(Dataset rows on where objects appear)

════════════════

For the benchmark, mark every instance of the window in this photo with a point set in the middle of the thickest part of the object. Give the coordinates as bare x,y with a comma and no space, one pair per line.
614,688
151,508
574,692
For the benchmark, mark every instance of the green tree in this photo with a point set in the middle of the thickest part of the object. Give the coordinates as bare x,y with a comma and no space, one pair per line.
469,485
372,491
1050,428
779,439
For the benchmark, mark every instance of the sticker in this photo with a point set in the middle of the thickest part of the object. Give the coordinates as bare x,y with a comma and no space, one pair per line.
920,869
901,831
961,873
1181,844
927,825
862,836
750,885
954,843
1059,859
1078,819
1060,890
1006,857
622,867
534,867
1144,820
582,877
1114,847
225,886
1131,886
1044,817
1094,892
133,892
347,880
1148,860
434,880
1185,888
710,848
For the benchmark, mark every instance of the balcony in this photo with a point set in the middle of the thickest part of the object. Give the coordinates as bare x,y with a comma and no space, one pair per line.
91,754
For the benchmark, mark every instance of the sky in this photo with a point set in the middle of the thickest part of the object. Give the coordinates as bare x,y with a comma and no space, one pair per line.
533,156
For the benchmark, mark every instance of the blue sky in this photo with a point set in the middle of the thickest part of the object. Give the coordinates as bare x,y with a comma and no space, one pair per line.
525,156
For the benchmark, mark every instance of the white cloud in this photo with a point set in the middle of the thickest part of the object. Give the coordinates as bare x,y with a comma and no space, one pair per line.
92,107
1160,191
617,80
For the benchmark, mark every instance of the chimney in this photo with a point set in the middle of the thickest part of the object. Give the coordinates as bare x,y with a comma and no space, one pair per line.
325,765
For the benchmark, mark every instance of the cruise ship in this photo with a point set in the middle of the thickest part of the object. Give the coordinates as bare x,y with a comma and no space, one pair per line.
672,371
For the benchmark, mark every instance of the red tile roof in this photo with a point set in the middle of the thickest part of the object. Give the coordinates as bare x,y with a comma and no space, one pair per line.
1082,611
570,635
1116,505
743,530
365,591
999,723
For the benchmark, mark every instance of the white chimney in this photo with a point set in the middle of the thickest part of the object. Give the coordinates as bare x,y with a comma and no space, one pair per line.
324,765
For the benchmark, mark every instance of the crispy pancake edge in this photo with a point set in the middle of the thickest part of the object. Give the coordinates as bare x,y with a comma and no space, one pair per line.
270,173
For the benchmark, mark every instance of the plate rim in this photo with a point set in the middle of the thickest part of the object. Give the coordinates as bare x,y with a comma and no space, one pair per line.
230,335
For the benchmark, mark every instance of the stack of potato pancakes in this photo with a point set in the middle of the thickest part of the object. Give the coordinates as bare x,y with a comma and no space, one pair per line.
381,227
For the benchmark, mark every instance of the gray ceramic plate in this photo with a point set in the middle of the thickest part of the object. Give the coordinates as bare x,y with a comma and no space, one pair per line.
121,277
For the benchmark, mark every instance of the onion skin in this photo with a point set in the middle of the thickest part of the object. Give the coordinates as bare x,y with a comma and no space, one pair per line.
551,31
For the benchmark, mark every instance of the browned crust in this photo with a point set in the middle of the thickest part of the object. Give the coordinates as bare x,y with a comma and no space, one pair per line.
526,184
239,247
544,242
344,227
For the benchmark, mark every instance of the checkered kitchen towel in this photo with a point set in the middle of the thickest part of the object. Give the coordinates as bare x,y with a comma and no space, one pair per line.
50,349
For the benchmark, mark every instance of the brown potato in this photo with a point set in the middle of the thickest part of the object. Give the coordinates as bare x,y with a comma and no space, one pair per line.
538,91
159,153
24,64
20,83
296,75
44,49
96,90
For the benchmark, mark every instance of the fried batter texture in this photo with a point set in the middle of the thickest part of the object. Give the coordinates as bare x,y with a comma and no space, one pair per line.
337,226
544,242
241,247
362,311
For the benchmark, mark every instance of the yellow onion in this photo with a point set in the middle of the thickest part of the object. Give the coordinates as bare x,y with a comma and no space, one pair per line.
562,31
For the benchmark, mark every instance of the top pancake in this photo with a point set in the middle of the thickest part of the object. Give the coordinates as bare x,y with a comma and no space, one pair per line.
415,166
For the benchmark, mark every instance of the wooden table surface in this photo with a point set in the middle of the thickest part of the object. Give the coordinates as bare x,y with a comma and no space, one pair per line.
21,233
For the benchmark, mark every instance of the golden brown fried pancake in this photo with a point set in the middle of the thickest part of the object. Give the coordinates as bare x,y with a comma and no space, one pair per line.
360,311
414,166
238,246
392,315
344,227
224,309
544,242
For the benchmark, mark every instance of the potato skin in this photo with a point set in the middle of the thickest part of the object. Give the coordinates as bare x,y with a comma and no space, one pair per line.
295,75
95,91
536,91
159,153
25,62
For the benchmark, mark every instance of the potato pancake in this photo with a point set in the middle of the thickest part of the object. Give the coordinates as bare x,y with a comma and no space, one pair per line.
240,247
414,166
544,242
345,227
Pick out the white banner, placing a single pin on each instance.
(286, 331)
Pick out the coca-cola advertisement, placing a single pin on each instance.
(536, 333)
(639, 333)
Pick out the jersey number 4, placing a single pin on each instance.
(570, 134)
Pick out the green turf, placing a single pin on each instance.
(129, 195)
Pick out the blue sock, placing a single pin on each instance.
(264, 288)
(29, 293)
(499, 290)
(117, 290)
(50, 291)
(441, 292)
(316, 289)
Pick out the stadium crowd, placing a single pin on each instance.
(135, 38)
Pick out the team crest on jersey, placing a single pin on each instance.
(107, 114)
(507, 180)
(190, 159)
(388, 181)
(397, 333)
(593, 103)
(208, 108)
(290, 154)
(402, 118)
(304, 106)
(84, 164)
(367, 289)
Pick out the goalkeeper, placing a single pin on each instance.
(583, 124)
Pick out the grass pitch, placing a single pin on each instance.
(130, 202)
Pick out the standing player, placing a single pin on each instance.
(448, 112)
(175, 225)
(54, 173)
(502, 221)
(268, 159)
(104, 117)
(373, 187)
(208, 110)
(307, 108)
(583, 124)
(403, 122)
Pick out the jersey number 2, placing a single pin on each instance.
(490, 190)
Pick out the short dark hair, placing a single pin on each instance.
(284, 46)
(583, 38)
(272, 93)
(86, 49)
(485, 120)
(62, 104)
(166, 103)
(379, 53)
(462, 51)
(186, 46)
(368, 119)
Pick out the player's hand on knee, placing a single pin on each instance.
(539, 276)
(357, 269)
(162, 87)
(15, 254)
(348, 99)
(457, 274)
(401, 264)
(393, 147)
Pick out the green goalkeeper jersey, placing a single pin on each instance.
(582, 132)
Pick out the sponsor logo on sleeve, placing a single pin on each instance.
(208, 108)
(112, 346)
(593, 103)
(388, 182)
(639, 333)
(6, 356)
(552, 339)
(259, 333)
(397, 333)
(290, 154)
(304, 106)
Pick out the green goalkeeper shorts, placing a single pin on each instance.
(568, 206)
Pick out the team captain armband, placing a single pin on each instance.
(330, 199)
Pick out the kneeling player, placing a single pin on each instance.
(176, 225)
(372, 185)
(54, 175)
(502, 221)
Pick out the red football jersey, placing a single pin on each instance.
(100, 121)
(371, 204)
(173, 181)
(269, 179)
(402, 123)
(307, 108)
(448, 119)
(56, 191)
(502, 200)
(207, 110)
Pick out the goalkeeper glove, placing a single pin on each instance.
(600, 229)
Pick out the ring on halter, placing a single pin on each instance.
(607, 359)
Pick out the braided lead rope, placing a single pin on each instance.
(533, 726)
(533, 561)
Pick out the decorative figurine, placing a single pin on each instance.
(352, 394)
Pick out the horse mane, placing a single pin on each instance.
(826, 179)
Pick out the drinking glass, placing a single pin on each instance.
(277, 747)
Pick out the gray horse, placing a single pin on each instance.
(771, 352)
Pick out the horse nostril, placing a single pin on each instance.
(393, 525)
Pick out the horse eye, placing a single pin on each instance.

════════════════

Please reproduce the entire listing, exactly as shown.

For the benchmark, mark every instance of the window in this photo with a point set in the middle of the thickest part of the object. Give the coordinates as bare x,y with a comma and no space, one pair per line.
614,688
151,508
574,692
For the benchmark, mark every instance of the green tree in this photo with a point set in the middle of the thickest part of the object. Give the coordinates as bare x,y with a comma and no space, one pair per line.
469,485
372,491
1050,428
779,439
For the benchmark, mark every instance of the sticker in this photo with a point set in the middle of the thickest part of the object. Give the coordinates as bare x,y with a comma and no space, one pair per line.
920,869
901,831
961,873
1181,844
927,825
862,836
750,885
954,843
1059,859
1078,819
1060,890
1006,857
622,867
534,867
1144,820
582,877
1114,847
225,886
1131,886
1044,817
1094,892
133,892
347,880
1148,860
434,880
1185,888
710,848
For the benchmark, mark every instance of the balcony in this photo with a point set in the middle of the thickest part of the object. Give the coordinates as bare x,y with a comma and no space, one pair per line.
91,754
For the benchmark, mark every instance of the sky in this photo with a point set in the middle of the thickest part of the object. Give the coordinates as bare x,y with a comma and no space, one pair per line.
533,156
For the benchmark, mark every instance of the blue sky in this photo with a point set in the middle of the thickest part of the object. Give the coordinates as bare x,y with a comma and no space, one pair per line.
525,156
For the benchmark, mark every instance of the white cloud in this photo with a point set in the middle of the thickest part of the object. Give the coordinates as bare x,y with a comma and no space, one pair per line.
92,107
1160,191
617,80
For the benchmark, mark every instance of the chimney in this photo with a point set in the middle of the thickest part of the object. Give the coordinates as bare x,y with a comma and no space, one pair per line.
325,765
For the benchmark, mark every instance of the cruise ship in this photo with a point set in the middle of the thickest part of the object. Give the coordinates as bare x,y with a comma and no space, one pair per line.
672,371
For the benchmark, mark every instance of the red tile roof in this photo with a point set in the middle of the thickest part of the object. Give the coordinates as bare x,y with a comma and no space, one pair per line.
1082,611
570,635
1116,505
743,530
365,591
999,723
For the benchmark, mark every instance of the white chimney in this photo with a point set in the middle of the thickest part of the object. Give the coordinates as bare x,y with a comma and no space, one pair per line.
324,765
For the benchmark, mark every instance of the crispy pancake edge in this photo with a point set in the middle of the thickest part of the object. Give the coordinates as bare x,y with a comma and no space, one pair per line.
270,173
For the benchmark, mark every instance of the plate rim in this photo with a point set in the middle of the thickest part of the object. Give the coordinates as bare x,y with a comma and no space, one pair per line.
230,335
For the benchmark, mark every instance of the stack of potato pancakes in this photo with a point set in the middle of the thickest part of the object. Give the coordinates as bare x,y with a comma and no space, one pair per line.
381,227
For the benchmark, mark every instance of the gray ceramic plate in this photo with a point set in the middle of the thickest part of the object. Give the coordinates as bare x,y with a comma and no space, one pair per line.
121,277
For the benchmark, mark every instance of the onion skin in this photo with a point set in the middle of the thickest part of the object. Give the coordinates as bare x,y with a comma and no space, one pair per line.
551,31
For the benchmark, mark every instance of the browned crust in this photo with a point set in the middle of the thickest part of the object. Give the coordinates as bare x,y with a comma and no space, one pair per line.
526,184
239,247
544,242
344,227
For the benchmark, mark every instance of the checkered kitchen towel in this photo with a point set in the middle of the thickest part of the object. Give the coordinates as bare x,y with a comma and no space, one pair per line.
50,349
For the benchmark, mark every instance of the brown potato in this photo with a point set in the middle of the thickest part of the object. Give the coordinates as bare x,y with a comma and no space, one pair per line.
538,91
159,153
24,64
20,83
296,75
44,49
96,90
For the benchmark, mark every instance of the fried batter texture in this photo with a point set in the middle of the thickest part of the object. Give the coordinates as bare x,y with a comma and no space, one pair per line.
337,226
544,242
241,247
362,311
For the benchmark, mark every instance of the yellow onion in this photo with a point set in the middle of the thickest part of the object. Give the coordinates as bare x,y with a comma and no space, one pair per line.
562,31
For the benchmark, mark every instance of the top pancake in this photo with a point set in the middle of the thickest part of the object. Give the coordinates as bare x,y with a comma and no space, one pair per line.
415,166
For the benchmark, mark every instance of the wooden table surface in this photo with a point set in the middle of the thickest part of the object. Give the coordinates as bare x,y with a comma and no space, one pair per line.
21,233
For the benchmark, mark every instance of the golden brown fried pancake in this photo with a point set in the middle of the thickest part of the object. Give the coordinates as bare x,y with a comma and no space, one pair per line.
360,311
414,166
238,246
392,315
344,227
224,309
544,242
For the benchmark, mark every instance of the potato skin in this photo with a point set in the middle of the thickest part of the object. Give the coordinates as bare x,y with a comma and no space, one pair per line.
295,75
95,91
536,91
159,153
25,62
For the benchmark, mark every instance of the potato pancake in this photo with a point set in the middle of the thickest part of the object. Give the coordinates as bare x,y with a comma and no space, one pair per line.
240,247
414,166
544,242
345,227
Pick out the white banner, placing a single pin on each instance.
(286, 331)
Pick out the coca-cola advertisement, placing a single pin on each instance.
(536, 333)
(639, 333)
Pick out the jersey number 4, placing a single pin on each instance.
(570, 134)
Pick out the green turf, placing a single pin on each instance.
(129, 195)
Pick out the blue sock, placing a single pin on each instance.
(264, 288)
(29, 293)
(499, 290)
(117, 290)
(50, 291)
(441, 292)
(316, 289)
Pick out the stadium crowd, placing a single pin on each instance.
(135, 38)
Pick out the team crest on jersey, placing a single pin on each instance.
(107, 114)
(507, 180)
(190, 159)
(388, 181)
(397, 333)
(593, 103)
(208, 108)
(290, 154)
(402, 118)
(304, 106)
(84, 164)
(367, 289)
Pick out the goalkeeper, placing a single pin on each instance.
(583, 124)
Pick out the grass pitch, placing a single pin on each instance.
(130, 202)
Pick out the standing player, placing a single pin on each instance.
(448, 112)
(175, 225)
(54, 173)
(502, 221)
(268, 159)
(104, 117)
(373, 187)
(208, 110)
(307, 108)
(583, 124)
(403, 122)
Pick out the jersey number 2, placing a single pin on each instance.
(490, 190)
Pick out the short dark hair, placing a single pin on each instance.
(284, 46)
(583, 38)
(272, 93)
(86, 49)
(485, 120)
(62, 104)
(166, 103)
(379, 53)
(462, 51)
(186, 46)
(368, 119)
Pick out the player's hand on knee, placing a single pin on each instance.
(539, 276)
(357, 269)
(162, 87)
(15, 254)
(348, 99)
(457, 274)
(401, 264)
(393, 147)
Pick out the green goalkeeper jersey, placing a single pin on each instance.
(582, 132)
Pick out the sponsor logo on sleeve, placing a single pin on each instance.
(208, 108)
(112, 346)
(593, 103)
(388, 182)
(639, 333)
(6, 356)
(552, 339)
(259, 333)
(397, 333)
(290, 154)
(304, 106)
Pick out the green goalkeeper shorts, placing a single pin on each instance.
(568, 206)
Pick out the team captain armband, placing a single pin on each instance.
(330, 199)
Pick out the kneeling player, placing a single pin on each instance.
(176, 225)
(372, 185)
(54, 175)
(502, 221)
Pick out the red football jersey, placing a single pin on each instance.
(100, 121)
(371, 204)
(173, 181)
(269, 179)
(402, 123)
(307, 108)
(448, 119)
(56, 191)
(502, 200)
(207, 110)
Pick out the goalkeeper glove, placing a single pin on each instance.
(600, 229)
Pick out the ring on halter, placing a single pin on each instance.
(607, 359)
Pick out the braided lead rope, placing a single pin on each instance.
(533, 726)
(533, 561)
Pick out the decorative figurine, placing a single pin on each instance.
(352, 394)
Pick out the horse mane, placing a single pin on each instance.
(826, 179)
Pick out the drinking glass, placing a single pin on each instance.
(277, 747)
Pick out the gray horse, placing a single pin on each instance.
(771, 352)
Pick out the horse nostril, placing a single pin on each instance.
(393, 525)
Pick out the horse eye, placing a single pin on each instance.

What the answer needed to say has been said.